WRITTEN INSTRUCTION
Repeat verbatim every line of the material, beginning at the line that holds "Reviewer note: confirm that every instance of the roof in" and ending at its last line.

EXERCISE MATERIALS
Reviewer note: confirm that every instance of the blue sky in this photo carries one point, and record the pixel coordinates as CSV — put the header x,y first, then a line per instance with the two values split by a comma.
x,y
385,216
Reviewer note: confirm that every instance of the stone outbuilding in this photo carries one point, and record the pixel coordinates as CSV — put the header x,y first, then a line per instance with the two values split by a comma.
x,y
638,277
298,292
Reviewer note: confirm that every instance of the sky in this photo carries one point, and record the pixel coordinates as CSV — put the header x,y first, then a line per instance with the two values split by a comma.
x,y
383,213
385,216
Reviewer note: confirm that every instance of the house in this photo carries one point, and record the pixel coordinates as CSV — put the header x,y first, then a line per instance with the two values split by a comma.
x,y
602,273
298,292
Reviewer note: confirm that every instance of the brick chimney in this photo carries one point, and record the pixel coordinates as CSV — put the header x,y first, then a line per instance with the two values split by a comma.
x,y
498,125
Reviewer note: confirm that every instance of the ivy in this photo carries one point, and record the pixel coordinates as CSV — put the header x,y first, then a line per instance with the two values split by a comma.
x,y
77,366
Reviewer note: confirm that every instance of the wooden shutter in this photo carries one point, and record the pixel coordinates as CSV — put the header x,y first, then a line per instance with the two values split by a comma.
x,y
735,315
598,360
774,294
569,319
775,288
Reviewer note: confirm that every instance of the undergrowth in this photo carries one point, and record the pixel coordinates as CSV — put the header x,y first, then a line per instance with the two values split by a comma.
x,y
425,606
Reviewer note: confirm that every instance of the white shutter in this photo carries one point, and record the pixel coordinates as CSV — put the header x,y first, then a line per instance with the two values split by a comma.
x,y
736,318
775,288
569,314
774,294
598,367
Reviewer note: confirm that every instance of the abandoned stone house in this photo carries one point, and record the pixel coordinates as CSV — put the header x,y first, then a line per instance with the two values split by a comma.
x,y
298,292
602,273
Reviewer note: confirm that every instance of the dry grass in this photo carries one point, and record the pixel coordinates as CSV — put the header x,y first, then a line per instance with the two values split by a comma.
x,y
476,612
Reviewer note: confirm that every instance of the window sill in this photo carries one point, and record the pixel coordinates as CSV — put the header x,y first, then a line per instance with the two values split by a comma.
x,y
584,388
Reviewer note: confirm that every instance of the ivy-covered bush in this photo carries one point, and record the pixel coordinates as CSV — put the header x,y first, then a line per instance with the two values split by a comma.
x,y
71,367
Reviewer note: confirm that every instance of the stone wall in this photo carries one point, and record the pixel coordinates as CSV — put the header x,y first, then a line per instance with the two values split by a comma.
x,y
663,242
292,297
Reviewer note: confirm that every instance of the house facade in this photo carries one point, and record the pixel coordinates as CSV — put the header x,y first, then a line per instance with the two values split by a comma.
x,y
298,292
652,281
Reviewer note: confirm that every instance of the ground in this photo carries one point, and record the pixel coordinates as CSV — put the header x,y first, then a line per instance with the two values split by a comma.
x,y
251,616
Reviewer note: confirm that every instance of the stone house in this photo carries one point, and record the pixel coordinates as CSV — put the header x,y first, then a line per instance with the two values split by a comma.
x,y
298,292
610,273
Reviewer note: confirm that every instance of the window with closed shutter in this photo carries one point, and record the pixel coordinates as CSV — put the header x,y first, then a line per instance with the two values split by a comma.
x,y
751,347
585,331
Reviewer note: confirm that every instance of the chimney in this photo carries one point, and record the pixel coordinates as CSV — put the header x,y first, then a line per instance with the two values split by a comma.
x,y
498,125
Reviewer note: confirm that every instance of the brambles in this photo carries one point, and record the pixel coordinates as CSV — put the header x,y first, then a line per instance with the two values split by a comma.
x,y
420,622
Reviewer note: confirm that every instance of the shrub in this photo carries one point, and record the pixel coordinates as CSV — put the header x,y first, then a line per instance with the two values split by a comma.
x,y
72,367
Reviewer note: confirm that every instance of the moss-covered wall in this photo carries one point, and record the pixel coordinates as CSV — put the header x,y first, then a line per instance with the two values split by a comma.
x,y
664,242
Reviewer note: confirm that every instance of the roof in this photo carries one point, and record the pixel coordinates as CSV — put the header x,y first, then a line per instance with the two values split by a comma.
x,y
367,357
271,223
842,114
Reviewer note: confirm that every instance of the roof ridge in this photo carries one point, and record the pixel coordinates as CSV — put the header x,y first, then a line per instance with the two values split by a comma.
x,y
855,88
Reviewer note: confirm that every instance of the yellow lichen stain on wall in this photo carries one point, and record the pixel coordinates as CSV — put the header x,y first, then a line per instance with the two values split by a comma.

THE COMPLETED TASK
Reviewer note: confirm that every instance of the roof in this photo carries one point, and record the pixel coordinates as CSV — put the header x,y first, then a line per instance with the two values split by a comma.
x,y
367,357
271,223
842,114
Reviewer note: confirm that every instance of the roof ridge in this photo carries one point, and record the pixel coordinates as CSV — put the header x,y first, then a line per instance with the two values split by a comma.
x,y
855,88
Reviewer note: confirm that every instance of the yellow lichen stain on wall in this photo carries one point, and record the pixel coordinates as CSV — put the header x,y first, then a line per instance with the two values split by a comma.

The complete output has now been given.